- _Aim_:
Answer these questions using the article about the Fixed app.
1. About how many users were affected when Fixed suspended its parking ticket operations?
2. What success fee did Fixed charge when it won a ticket?
3. What did the app check with Google Street View?

- _Page text_:
Fixed, The App That Fixes Your Parking Tickets, Gets Blocked In San Francisco, Oakland & L.A.

Fixed, a mobile app that fights parking tickets and other traffic citations on users’ behalf, has had its parking ticket operations blocked in three of its top cities, San Francisco, Oakland and L.A. after the cities increased the measures they were taking to block Fixed from accessing their parking ticket websites.

The company confirms it has suspended parking ticket operations in all three cities as of three weeks ago – a move impacting around 100,000 users. Going forward, Fixed will focus on its Traffic Ticket business instead, we’re told.

The startup has had issues with the San Francisco Municipal Transportation Agency (SFMTA) for some time.

The agency was never all that receptive to the service, and the way it automated the ticket contesting process for locals. Using its app, Fixed customers could snap a photo of their parking ticket using their phone’s camera, and then Fixed would check against a variety of common errors before writing a customized letter to the city on the user’s behalf. The app also cleverly tapped into Google Street View to check to see if the city had the proper signage in place in the area a ticket was received.

fixed-app

Founder David Hegarty once noted that over half of tickets have an issue that would make them invalid, but the city didn’t tend to play by its own rules when arbitrating disputes. That made Fixed’s “win” rate only 20%-30% on tickets, as of earlier this year. (When the company won, it charged a success fee of 25% of the original fine – a reduction in what a customer would have otherwise paid.)

However, even when customers didn’t beat their ticket, the app could help automate the payment without having to use a city’s often outdated website. A more recent addition, “Ticket Guardian,” handled tickets for you automatically and alerted customers to new ones by monitoring government websites.

Records of labeled points:
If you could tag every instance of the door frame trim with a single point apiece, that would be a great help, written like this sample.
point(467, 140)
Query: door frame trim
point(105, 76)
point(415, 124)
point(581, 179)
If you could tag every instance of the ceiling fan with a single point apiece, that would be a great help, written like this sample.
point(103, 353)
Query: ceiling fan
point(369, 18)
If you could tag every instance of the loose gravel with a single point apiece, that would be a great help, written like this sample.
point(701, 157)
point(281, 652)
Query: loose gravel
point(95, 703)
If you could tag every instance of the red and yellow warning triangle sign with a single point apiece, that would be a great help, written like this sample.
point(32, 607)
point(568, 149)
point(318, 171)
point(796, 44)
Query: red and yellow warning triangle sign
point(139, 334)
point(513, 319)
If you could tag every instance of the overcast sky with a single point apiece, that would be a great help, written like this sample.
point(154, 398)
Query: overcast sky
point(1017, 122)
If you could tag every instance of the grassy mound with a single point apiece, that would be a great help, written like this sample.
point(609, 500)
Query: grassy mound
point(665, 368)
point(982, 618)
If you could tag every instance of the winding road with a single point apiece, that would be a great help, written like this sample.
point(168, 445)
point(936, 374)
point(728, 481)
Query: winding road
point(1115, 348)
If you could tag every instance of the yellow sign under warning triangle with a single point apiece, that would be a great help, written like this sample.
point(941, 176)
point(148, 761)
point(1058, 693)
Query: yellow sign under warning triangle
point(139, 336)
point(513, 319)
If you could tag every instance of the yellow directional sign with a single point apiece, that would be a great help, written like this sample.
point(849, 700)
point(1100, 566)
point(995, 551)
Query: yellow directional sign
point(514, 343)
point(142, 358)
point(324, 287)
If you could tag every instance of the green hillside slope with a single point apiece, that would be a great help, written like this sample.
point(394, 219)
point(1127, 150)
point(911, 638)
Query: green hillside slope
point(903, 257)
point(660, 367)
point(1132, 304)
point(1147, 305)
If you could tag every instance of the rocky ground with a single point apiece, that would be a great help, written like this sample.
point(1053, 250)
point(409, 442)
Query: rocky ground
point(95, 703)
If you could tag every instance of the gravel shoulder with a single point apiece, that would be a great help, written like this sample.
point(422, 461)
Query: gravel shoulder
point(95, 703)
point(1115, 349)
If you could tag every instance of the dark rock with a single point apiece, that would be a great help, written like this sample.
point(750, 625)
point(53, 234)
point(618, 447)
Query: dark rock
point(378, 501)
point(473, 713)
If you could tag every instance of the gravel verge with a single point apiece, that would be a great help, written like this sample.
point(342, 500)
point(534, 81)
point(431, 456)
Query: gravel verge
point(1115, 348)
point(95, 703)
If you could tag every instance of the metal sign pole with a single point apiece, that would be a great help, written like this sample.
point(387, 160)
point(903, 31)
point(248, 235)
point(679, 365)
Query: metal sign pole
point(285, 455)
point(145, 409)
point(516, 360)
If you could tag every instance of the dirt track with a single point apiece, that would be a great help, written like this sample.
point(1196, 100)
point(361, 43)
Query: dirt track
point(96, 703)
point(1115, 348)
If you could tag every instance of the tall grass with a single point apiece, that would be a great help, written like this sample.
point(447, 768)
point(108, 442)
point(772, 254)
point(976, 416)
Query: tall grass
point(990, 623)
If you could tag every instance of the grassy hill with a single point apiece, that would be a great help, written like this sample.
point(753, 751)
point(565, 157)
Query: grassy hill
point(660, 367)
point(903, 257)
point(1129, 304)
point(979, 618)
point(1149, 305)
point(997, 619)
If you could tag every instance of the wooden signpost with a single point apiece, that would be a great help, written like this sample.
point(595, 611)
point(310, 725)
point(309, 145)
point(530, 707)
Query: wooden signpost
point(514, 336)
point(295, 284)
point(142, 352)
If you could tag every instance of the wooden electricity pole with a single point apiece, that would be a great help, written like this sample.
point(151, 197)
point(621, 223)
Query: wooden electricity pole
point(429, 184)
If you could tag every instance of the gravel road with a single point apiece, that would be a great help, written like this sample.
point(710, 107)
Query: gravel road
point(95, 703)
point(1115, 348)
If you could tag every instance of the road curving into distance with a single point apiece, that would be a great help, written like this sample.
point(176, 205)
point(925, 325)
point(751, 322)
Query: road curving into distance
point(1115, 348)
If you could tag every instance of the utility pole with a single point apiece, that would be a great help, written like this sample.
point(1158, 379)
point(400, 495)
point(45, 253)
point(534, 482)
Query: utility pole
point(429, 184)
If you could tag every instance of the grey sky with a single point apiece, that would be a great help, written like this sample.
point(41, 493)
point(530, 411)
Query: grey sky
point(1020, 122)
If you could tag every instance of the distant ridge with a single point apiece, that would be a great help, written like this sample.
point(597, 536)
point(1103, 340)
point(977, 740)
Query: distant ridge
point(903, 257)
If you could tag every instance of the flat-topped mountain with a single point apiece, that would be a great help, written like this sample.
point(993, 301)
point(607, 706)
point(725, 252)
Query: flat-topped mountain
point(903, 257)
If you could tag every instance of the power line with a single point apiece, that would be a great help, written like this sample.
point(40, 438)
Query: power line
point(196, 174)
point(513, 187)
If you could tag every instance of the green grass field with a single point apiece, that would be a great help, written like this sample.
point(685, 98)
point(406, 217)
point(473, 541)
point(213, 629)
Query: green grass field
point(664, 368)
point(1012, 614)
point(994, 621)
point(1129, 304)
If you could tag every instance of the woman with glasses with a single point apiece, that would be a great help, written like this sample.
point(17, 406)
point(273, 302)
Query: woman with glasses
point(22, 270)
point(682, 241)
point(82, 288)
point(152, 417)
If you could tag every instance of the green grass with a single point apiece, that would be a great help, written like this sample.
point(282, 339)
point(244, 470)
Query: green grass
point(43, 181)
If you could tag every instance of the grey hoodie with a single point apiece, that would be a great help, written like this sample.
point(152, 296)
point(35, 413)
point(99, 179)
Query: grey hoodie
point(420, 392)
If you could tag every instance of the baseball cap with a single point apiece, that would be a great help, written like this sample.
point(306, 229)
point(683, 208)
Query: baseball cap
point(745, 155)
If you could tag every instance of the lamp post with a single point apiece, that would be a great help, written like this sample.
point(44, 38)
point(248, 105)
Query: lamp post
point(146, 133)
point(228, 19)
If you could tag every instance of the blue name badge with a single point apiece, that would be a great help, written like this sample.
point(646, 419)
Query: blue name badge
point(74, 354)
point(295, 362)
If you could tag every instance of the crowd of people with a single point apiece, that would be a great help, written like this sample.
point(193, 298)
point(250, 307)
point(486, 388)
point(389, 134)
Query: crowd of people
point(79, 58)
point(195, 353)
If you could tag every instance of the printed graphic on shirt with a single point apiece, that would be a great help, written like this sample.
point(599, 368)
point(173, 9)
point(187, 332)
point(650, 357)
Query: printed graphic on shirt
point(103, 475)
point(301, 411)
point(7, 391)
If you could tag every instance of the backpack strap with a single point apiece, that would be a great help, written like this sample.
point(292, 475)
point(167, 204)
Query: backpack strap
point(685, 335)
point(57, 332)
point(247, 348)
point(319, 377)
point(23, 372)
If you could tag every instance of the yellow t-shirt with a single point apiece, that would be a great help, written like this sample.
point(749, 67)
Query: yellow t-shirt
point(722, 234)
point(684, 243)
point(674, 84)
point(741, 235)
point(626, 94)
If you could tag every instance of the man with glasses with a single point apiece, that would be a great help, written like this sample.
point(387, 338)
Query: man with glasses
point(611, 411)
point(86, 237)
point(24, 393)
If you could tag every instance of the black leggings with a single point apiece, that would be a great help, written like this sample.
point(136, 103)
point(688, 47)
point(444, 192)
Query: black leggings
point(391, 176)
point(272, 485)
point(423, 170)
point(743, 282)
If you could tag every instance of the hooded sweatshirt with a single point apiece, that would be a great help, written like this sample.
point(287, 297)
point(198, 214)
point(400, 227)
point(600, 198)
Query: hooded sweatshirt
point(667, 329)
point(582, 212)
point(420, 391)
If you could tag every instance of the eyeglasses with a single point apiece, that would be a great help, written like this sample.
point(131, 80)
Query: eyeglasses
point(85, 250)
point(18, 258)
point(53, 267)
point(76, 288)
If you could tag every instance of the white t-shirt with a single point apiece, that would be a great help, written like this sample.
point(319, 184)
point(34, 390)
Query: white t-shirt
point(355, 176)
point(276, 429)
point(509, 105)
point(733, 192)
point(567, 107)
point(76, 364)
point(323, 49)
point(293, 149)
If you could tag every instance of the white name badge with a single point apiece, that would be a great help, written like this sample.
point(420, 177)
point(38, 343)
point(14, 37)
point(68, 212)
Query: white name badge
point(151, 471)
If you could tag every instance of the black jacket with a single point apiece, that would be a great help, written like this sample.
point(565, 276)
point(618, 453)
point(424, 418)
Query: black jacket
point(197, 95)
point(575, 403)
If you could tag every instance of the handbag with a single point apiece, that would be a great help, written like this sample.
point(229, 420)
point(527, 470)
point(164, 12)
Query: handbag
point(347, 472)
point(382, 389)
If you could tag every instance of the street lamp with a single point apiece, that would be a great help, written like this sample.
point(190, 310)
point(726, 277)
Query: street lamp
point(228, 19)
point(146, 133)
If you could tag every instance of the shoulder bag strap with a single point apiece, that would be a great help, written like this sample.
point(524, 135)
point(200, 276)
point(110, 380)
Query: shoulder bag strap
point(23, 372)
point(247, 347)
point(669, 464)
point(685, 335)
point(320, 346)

- _Correct response_:
1. Around 100,000 users.
2. 25% of the original fine.
3. Whether the city had the proper signage in place in the area where a ticket was received.